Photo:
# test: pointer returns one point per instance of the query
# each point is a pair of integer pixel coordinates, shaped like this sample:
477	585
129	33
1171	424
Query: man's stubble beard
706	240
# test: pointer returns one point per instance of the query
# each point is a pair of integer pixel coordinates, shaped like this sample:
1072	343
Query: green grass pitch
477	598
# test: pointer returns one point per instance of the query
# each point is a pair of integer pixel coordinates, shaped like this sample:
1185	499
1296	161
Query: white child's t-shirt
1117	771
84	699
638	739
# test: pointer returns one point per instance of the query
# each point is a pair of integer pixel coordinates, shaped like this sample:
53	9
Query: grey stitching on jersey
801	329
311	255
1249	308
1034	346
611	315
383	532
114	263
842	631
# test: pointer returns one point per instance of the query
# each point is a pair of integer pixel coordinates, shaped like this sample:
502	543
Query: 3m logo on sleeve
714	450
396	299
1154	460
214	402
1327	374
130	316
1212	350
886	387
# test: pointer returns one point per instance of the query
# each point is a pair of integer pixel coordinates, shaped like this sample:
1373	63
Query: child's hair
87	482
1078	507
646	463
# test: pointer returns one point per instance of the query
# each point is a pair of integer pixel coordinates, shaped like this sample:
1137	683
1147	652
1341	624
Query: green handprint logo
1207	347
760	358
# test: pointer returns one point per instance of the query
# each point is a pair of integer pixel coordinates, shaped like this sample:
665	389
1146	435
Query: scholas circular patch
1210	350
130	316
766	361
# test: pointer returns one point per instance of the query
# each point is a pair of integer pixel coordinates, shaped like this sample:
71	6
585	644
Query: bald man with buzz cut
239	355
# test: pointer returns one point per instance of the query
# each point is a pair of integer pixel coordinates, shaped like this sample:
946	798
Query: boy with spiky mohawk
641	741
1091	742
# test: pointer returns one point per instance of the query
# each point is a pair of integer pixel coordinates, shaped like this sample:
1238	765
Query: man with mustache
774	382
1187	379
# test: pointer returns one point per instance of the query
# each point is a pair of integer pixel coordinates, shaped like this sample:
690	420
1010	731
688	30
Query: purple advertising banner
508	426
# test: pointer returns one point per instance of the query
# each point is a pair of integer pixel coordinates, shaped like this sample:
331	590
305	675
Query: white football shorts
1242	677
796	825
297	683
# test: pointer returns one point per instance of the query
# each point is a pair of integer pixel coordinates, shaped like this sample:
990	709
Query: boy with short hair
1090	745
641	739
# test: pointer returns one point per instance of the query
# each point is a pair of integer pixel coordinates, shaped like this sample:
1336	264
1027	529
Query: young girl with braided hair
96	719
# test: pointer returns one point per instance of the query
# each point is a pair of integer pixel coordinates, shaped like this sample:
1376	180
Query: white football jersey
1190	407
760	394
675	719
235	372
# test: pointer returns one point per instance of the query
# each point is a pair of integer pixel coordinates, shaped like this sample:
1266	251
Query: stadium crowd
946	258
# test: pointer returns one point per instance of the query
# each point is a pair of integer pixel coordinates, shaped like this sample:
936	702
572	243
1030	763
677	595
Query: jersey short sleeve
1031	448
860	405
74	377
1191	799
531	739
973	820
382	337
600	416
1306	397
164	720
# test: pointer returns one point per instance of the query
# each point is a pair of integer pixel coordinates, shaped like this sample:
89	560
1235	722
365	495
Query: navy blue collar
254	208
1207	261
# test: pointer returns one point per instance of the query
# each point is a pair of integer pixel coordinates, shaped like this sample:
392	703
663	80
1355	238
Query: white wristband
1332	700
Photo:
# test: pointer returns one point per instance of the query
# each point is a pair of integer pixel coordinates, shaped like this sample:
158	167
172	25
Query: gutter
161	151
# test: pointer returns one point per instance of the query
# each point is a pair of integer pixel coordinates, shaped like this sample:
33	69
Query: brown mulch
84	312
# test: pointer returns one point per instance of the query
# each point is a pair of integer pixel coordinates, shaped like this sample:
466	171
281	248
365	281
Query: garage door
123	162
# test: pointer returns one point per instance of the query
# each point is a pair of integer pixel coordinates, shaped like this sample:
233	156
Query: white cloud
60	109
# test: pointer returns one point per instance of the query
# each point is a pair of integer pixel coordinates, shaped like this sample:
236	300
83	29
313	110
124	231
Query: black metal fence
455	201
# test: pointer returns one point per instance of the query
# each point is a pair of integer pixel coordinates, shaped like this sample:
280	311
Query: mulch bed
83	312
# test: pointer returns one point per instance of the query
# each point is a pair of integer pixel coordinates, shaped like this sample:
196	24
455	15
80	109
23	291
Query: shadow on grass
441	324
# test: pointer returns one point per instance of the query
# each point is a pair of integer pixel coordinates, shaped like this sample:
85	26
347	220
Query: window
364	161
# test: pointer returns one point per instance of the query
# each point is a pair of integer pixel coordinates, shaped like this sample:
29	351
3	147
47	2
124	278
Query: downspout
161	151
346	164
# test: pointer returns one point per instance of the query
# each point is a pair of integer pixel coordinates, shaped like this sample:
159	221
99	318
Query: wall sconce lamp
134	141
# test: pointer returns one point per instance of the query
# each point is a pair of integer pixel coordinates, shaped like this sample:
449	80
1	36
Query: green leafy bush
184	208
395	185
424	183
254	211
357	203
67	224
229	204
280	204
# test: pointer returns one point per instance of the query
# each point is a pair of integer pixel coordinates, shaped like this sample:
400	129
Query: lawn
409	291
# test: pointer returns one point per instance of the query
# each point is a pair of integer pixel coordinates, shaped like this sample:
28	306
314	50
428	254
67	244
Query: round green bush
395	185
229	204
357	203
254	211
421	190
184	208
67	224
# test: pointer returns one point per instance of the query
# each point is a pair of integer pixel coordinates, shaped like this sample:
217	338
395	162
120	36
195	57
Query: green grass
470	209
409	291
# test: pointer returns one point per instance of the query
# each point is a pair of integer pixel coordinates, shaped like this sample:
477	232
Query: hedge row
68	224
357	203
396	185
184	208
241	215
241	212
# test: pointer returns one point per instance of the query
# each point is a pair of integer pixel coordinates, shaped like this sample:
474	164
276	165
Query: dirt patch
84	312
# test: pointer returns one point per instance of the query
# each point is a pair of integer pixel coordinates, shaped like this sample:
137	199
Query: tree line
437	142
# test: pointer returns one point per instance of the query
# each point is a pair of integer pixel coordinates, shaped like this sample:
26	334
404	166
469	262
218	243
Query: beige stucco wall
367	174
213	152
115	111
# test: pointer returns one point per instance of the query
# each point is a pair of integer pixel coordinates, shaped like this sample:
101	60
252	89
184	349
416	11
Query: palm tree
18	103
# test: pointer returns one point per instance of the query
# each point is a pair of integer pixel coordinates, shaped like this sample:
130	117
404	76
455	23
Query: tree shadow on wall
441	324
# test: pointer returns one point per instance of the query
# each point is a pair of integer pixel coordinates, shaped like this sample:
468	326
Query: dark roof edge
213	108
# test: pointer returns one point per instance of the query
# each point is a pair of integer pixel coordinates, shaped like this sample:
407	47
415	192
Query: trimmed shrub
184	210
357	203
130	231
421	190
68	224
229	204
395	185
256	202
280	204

◆ **TASK INSTRUCTIONS**
Copy the data above. Keep each line exact.

◆ **RESULT BELOW**
Photo:
# test: pointer returns one point per instance of the query
# each point is a pair of integer pixel coordinates, shaped like this sample:
477	585
129	33
1171	424
Query: man's stubble beard
706	240
# test: pointer returns one point per instance of the query
# each point is a pair of integer pixel coordinates, shaped like this sample:
1072	343
Query: green grass pitch
477	598
# test: pointer returns one point per instance of the query
# each point is a pair of integer pixel coordinates, shaped like this sample:
1185	499
1296	161
Query: white child's t-shirt
1117	771
84	699
638	739
# test: pointer returns one point per instance of the query
# each point is a pair of integer pixel coordinates, shaped like this sample:
53	9
Query: grey stitching on jersey
801	329
311	255
1249	308
1034	346
611	315
383	532
114	263
842	631
# test: pointer returns one point per instance of the query
# each point is a pair of integer pixel coordinates, shaped like this sample:
502	543
Query: 3m logo on sleeve
714	450
396	299
1154	460
214	402
1327	374
130	316
1212	350
886	387
# test: pointer returns one point per instance of the query
# each point is a pair of integer pixel coordinates, shaped like this sample:
1373	63
Query: child's hair
87	482
1078	507
646	463
# test: pointer returns one point per instance of the query
# each point is a pair of integer pixel coordinates, shaped like this sample:
1137	683
1147	652
1341	624
Query: green handprint logo
1207	347
760	358
# test: pointer returns one point per instance of the query
# each point is a pair of integer pixel coordinates, shaped like this sample:
665	389
1146	435
Query: scholas circular patch
1210	350
130	316
766	361
# test: pointer returns one point per instance of the query
# each point is a pair of integer pixel coordinates, shaped like this sample:
71	6
585	644
Query: bald man with buzz cut
239	355
# test: pointer returns one point per instance of the query
# each point is a pair of integer pixel coordinates, shaped like this sample:
946	798
Query: boy with spiky mohawk
641	741
1091	742
# test: pointer returns one point per instance of the query
# each point is a pair of integer pixel coordinates, shaped like this sample:
1238	765
Query: man with mustache
774	382
1187	379
# test: pointer returns one point per instance of the query
# each point is a pair of integer pixel coordinates, shaped like this sample:
690	420
1010	731
688	30
Query: purple advertising banner
508	426
# test: pointer returns one point per instance of the query
# each point is a pair of integer pixel coordinates, shaped like this sample:
331	590
305	675
Query: white football shorts
1242	677
796	825
297	683
# test: pointer returns one point per instance of the query
# each point is a pair of integer pixel coordinates, shaped like this sample:
990	709
Query: boy with short hair
1090	745
641	739
# test: pointer returns one point per instance of the query
# each point is a pair of integer pixel coordinates, shaped like this sample:
1336	264
1027	529
Query: young girl with braided hair
96	719
# test: pointer returns one point per instance of the query
# each point is a pair of integer pixel coordinates, shaped like this sample:
1376	180
Query: white football jersey
1190	407
760	394
675	719
235	372
# test: pointer returns one point per instance of the query
# each point is a pair of integer pixel coordinates, shaped like this sample:
1266	251
Query: stadium crowd
946	258
# test: pointer returns one point per instance of the query
# each point is a pair of integer pixel coordinates, shaped like this sample:
936	702
572	243
1030	763
677	595
Query: jersey short sleeve
1031	448
860	405
74	377
1191	799
531	739
973	820
382	337
600	416
1306	397
164	720
# test: pointer returns one point per instance of the query
# each point is a pair of integer pixel coordinates, shaped like this sample:
89	560
1235	722
365	495
Query: navy blue collar
254	208
1207	261
# test: pointer returns one point per instance of the query
# each point is a pair of integer pixel coordinates, shaped like this sample:
392	703
663	80
1355	238
Query: white wristband
1332	700
Photo:
# test: pointer returns one point per instance of the query
# each point is a pair of integer pixel coordinates, shaped like this sample:
158	167
172	25
Query: gutter
161	151
# test: pointer returns one point per instance of the query
# each point is a pair of integer pixel coordinates, shaped like this sample:
33	69
Query: brown mulch
84	312
# test: pointer returns one point per instance of the query
# each point is a pair of integer pixel coordinates, shaped like this sample:
466	171
281	248
365	281
Query: garage door
123	162
# test: pointer returns one point per instance of the query
# each point is a pair of integer pixel coordinates, shaped like this sample:
233	156
Query: white cloud
60	109
# test: pointer returns one point per instance of the query
# each point is a pair of integer pixel coordinates, shaped like this sample:
236	300
83	29
313	110
124	231
Query: black metal fence
455	201
# test: pointer returns one point per instance of the query
# each point is a pair of integer pixel coordinates, shaped like this sample:
280	311
Query: mulch bed
83	312
# test: pointer returns one point per instance of the query
# each point is a pair of integer pixel coordinates, shaped like this sample:
196	24
455	15
80	109
23	291
Query: shadow on grass
441	324
# test: pointer returns one point per instance of the query
# each point is a pair of integer pixel coordinates, shaped like this sample:
85	26
347	220
Query: window
364	161
# test: pointer returns one point per instance of the query
# each point is a pair of integer pixel coordinates, shaped like this sample:
29	351
3	147
47	2
124	278
Query: downspout
161	151
346	164
# test: pointer returns one point per instance of the query
# each point is a pair of integer pixel coordinates, shaped like this sample:
159	221
99	318
Query: wall sconce lamp
134	141
# test: pointer returns one point per instance of the query
# each point is a pair of integer pixel coordinates, shaped like this sample:
449	80
1	36
Query: green leafy bush
184	208
395	185
424	183
254	211
357	203
67	224
229	204
280	204
# test: pointer returns one point per instance of the query
# each point is a pair of integer pixel coordinates, shaped like this sample:
400	129
Query: lawn
409	291
# test: pointer returns one point per instance of the query
# each point is a pair of integer pixel coordinates, shaped like this sample:
28	306
314	50
428	254
67	244
Query: round green bush
395	185
229	204
357	203
254	211
421	190
184	208
67	224
# test: pointer returns one point per instance of the query
# each point is a pair of integer pixel coordinates, shaped like this sample:
217	338
395	162
120	36
195	57
Query: green grass
470	209
409	291
# test: pointer returns one point per instance of the query
# each point is a pair of integer pixel coordinates, shaped like this sample:
477	232
Query: hedge row
68	224
357	203
396	185
184	208
241	215
241	212
# test: pointer returns one point per instance of the query
# each point is a pair of integer pixel coordinates, shaped like this sample:
474	164
276	165
Query: dirt patch
84	312
# test: pointer returns one point per instance of the query
# each point is a pair of integer pixel coordinates, shaped like this sample:
137	199
Query: tree line
437	142
# test: pointer returns one point per instance of the query
# each point is a pair of integer pixel coordinates, shaped like this sample:
26	334
404	166
469	262
218	243
Query: beige stucco wall
367	174
213	152
115	111
# test: pointer returns one point per instance of the query
# each point is a pair of integer pixel coordinates, shaped like this sample:
101	60
252	89
184	349
416	11
Query: palm tree
18	103
# test: pointer returns one point per instance of the query
# each point is a pair of integer pixel coordinates, shaped like this sample:
130	117
404	76
455	23
Query: tree shadow on wall
441	324
# test: pointer returns one point per instance of the query
# each point is a pair of integer pixel coordinates, shaped like this sample:
468	326
Query: dark roof edge
213	108
# test: pointer returns one point per instance of the query
# each point is a pair of integer pixel coordinates, shaped like this sample:
407	47
415	192
Query: trimmed shrub
184	210
357	203
130	231
421	190
68	224
229	204
395	185
256	202
280	204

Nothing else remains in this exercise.